Task: Transcribe each entry so that it matches the original exactly.

Start of Supplied records

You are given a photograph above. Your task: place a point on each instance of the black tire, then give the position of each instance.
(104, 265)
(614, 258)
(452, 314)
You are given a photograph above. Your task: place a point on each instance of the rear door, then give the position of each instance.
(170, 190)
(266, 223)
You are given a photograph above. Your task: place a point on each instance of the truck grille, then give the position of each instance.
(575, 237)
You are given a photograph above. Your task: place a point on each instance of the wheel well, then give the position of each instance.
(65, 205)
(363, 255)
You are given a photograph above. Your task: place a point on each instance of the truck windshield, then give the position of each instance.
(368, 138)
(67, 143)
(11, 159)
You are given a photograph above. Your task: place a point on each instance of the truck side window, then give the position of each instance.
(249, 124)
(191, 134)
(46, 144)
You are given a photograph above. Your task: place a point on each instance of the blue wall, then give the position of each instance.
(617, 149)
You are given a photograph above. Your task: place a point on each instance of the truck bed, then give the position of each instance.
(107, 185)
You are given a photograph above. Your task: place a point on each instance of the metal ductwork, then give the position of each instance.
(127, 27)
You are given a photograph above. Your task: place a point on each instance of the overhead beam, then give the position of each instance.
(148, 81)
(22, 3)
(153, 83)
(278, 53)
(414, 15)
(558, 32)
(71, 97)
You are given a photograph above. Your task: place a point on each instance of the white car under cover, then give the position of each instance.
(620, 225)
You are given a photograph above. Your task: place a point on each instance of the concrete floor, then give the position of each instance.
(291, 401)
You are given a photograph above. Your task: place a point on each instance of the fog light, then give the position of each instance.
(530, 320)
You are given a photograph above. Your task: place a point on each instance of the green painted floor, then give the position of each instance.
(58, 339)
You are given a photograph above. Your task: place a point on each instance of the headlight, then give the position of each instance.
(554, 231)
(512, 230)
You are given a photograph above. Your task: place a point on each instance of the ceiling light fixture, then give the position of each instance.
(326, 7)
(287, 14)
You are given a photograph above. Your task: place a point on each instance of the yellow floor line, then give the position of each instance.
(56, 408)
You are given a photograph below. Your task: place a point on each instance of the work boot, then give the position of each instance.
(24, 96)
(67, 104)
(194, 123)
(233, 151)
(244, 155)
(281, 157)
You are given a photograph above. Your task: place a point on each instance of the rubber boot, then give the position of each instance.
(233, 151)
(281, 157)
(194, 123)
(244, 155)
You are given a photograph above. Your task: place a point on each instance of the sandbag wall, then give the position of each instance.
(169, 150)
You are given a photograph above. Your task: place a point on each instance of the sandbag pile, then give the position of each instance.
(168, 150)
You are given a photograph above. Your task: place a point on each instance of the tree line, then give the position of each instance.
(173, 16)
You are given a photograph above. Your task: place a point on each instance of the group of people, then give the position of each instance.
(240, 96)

End of Supplied records

Result of the exercise:
You are given a photograph above. Your task: place a point on each instance of the black tire, then give the position of each instance.
(104, 265)
(614, 258)
(452, 314)
You are given a photograph above. Your task: place a point on each instance of the rear door, then give the position of each instance.
(170, 190)
(266, 223)
You are given a photograph above. Your task: place a point on each instance of the truck grille, then give the position of each instance.
(575, 237)
You are given a photograph above. Your task: place a point on each instance of the wheel well, then give the position of each instance.
(65, 205)
(363, 255)
You are given a photograph above. Your task: place a point on each instance of the truck windshield, then give the position of each instance.
(368, 138)
(67, 143)
(11, 159)
You are given a photograph above. Your task: place a point on each instance of the truck side window, then give the position of each instance.
(249, 124)
(191, 134)
(46, 144)
You are given a photograph above. Your task: place a point on each instance of the blue wall, then give the position of each instance.
(617, 149)
You are given a photograph above. Your task: place a point on each instance of the truck bed, then give the position of each instance.
(107, 185)
You are given a photograph above. Your task: place a point on each instance of the metal ductwork, then give the position of each instance.
(127, 27)
You are given a photograph above. Your task: place a point on each instance of the overhead beam, then give the position of each instance.
(148, 81)
(22, 3)
(153, 83)
(278, 53)
(414, 15)
(558, 32)
(71, 97)
You are given a photograph above. Your task: place a point on each instance of the white car under cover, then give the position of each instance.
(620, 225)
You are given a photograph above. Your task: place a point on each instance of the concrete floor, then give the position of each instance.
(291, 401)
You are given a photograph above. Your task: place a point on each instance of the fog light, then give the position of each instance.
(530, 320)
You are given a photograph above. Your task: place a point on each instance of the green painted floor, then give the position of each instance.
(58, 339)
You are given a photograph above. Your task: place a point on each instance of the headlight, then give the position of each instance.
(554, 231)
(512, 230)
You are given a photograph above. Your task: place a point on each instance of the ceiling light fixture, then give the position of each instance.
(326, 7)
(287, 14)
You are given a photograph above. Your task: place a point on each instance of the yellow floor line, then give the position of each instance.
(56, 408)
You are given a photograph below. Your task: place a point on each instance of the work boot, then give the position of each instance.
(24, 96)
(67, 104)
(194, 123)
(233, 151)
(244, 155)
(281, 157)
You are given a photograph above. Your task: place a point on each instance of the rubber boot, then give the position of each instance.
(233, 151)
(281, 157)
(194, 123)
(244, 155)
You are given a photograph above. Your task: place a point on each instance of the sandbag wall, then give the position of each instance.
(169, 150)
You are given a photograph above. Your task: place a point on each instance of the sandbag pile, then give the position of each instance.
(168, 150)
You are given a photograph above. Your task: place a point on each instance of the tree line, then give the position of each instance.
(173, 16)
You are given a photograph above. Your task: place a point on each instance of the group of people, then give the position of each instance.
(240, 96)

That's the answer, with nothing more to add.